## Extract
+++++
Caring for persons with mental disorders

Caring for persons with mental disorders

San Francisco, California—The latest among the many projects of Most Rev. Pablo Virgilio “Ambo” David, Bishop of the Diocese of Kalookan, is about the promotion of mental well-being, prevention of mental disorders, protection of human rights and the care for persons with mental disorders. The main goal is solution to depression and prevention of suicide. He established a team of professional psychiatrists, psychologists and lay people who underwent training to give advice to depressed people, open communication link with them. Phone in consultation would be available to give such advice.

The project Mental Health came about when several months ago, there were news about series of suicide committed by young people. I remember some years ago, suicide was committed by young people but there was an instance when the head of family committed suicide. When our parish priest visited the wake, he was told that the suicide note stated that the head of family had nothing to feed his family due to poverty, so he ended his life. It really broke our heart to hear that poverty was the reason in committing suicide.

The role of the family is very crucial in this situation; they must be sensitive on what the other members are going through life. Known reasons about suicide by teenagers are lack of parental love, feeling of being alone, broken relationship, or frustration in studies. All the reasons for these suicide cases could have been prevented had the family, the community and the victims themselves had been sensitive to what a person is going through.



The World Health Organization defines mental health as a state of well-being in which the individual realizes his or her own abilities, can cope with the normal stresses of life, can work productively and fruitfully, and is able to make a contribution to the community.

Experts say we all have the potential to develop mental health problems, no matter how old we are, whether we are male or female, rich or poor, or which ethnic group we belong to.  The most common types of mental illness are anxiety disorders, mood disorders, and schizophrenia disorders.

The individual has a severe fear or anxiety, which is linked to certain objects or situations. Most people with an anxiety disorder will try to avoid exposure to whatever triggers their anxiety. Constant stressful thoughts (obsessions), and a powerful urge to perform repetitive acts, and post-traumatic stress can occur after going through a traumatic event.

 Mood disorders occurs when patients have significant changes in mood, generally involving either mania (euphoria or elation) or depression.

Schizophrenia disorders normally begins between the ages of 15 and 25. The individual has thoughts that appear fragmented; they also find it hard to process information. It includes delusions, thought disorders, and hallucinations, withdrawal, or lack of motivation.
+++++
## The data

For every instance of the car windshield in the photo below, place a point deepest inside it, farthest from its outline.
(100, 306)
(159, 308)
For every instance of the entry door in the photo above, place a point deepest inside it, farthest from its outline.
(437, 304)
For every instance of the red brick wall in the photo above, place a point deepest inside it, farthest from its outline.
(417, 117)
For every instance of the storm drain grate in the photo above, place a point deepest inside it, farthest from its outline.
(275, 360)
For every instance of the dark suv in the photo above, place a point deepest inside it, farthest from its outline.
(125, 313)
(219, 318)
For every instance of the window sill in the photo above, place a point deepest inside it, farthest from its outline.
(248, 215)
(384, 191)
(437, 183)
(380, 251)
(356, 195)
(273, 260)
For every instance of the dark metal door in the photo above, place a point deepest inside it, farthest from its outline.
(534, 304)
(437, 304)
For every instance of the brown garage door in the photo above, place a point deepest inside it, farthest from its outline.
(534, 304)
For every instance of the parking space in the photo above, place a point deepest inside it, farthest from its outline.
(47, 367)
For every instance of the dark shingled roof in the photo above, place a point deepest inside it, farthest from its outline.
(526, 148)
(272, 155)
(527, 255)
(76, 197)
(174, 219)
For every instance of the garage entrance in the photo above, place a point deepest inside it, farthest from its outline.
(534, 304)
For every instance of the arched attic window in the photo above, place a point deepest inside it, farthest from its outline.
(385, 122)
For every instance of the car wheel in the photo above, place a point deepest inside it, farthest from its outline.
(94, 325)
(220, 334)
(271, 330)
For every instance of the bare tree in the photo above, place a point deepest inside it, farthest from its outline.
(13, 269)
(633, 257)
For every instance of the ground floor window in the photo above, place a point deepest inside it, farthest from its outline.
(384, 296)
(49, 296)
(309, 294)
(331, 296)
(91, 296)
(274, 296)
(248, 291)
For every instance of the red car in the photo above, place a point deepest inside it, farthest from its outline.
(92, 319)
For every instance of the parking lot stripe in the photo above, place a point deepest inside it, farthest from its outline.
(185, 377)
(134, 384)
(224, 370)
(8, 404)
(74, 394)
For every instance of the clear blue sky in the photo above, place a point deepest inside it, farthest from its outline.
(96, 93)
+++++
## Try it
Continue the article on caring for persons with mental disorders, picking up after its last sentence. The items have no connection to the text.

## Reply
 Early signs of mental disorder is using illegal drugs; withdrawing from people or activities they would normally enjoy; sleeping or eating too much or too little; feeling as if nothing matters; consistently low energy; confusion; thinking of harming one’s self or others; hearing voices; delusions.



President Rodrigo Roa Duterte signed into law Republic Act No. 11036 or the Philippine Mental Health Law on June 20, 2018; it took effect on July 5, 2018. The implementing rules and regulations were approved last January 2019.

The new law assures protection of the rights and welfare of persons in need of mental health assistance by integrating mental health care system and facilities in major hospitals in Metro Manila and in provincial hospitals across the country. The government has the responsibility to put up mental health care facilities and to provide enough fund for the enactment of the law.  It is expected to be integrated into the coverage of the Philippine Health Insurance Corporation (PhilHealth).

Sections 15 and 16 order government units (city, municipality, and barangay) and academic institutions to provide community-based mental health care facilities and services.      

These units must also create their own program in accordance to the guidelines set by the Philippine Council for Mental Health that individuals with suicidal tendencies exhibit depressed moods, their hygiene and grooming deteriorating, their focus waning, irritable, guilty, and verbalizes self-harm. Pending the government’s setting up mental health facilities, programs and services, we can do our share by taking active role, by listening and caring for individuals who are vulnerable to suffer depression. In so doing, we save lives.



Please allow me to greet a very Happy Birthday to four members of our family who are celebrating their birthday this October—my brother Roberto “Bobby” Santiago and his son Patrick Robby, my nephew Michael Gerald Rosales and my grandnephew Guillaume Charleroi “C2” Rosales Castro.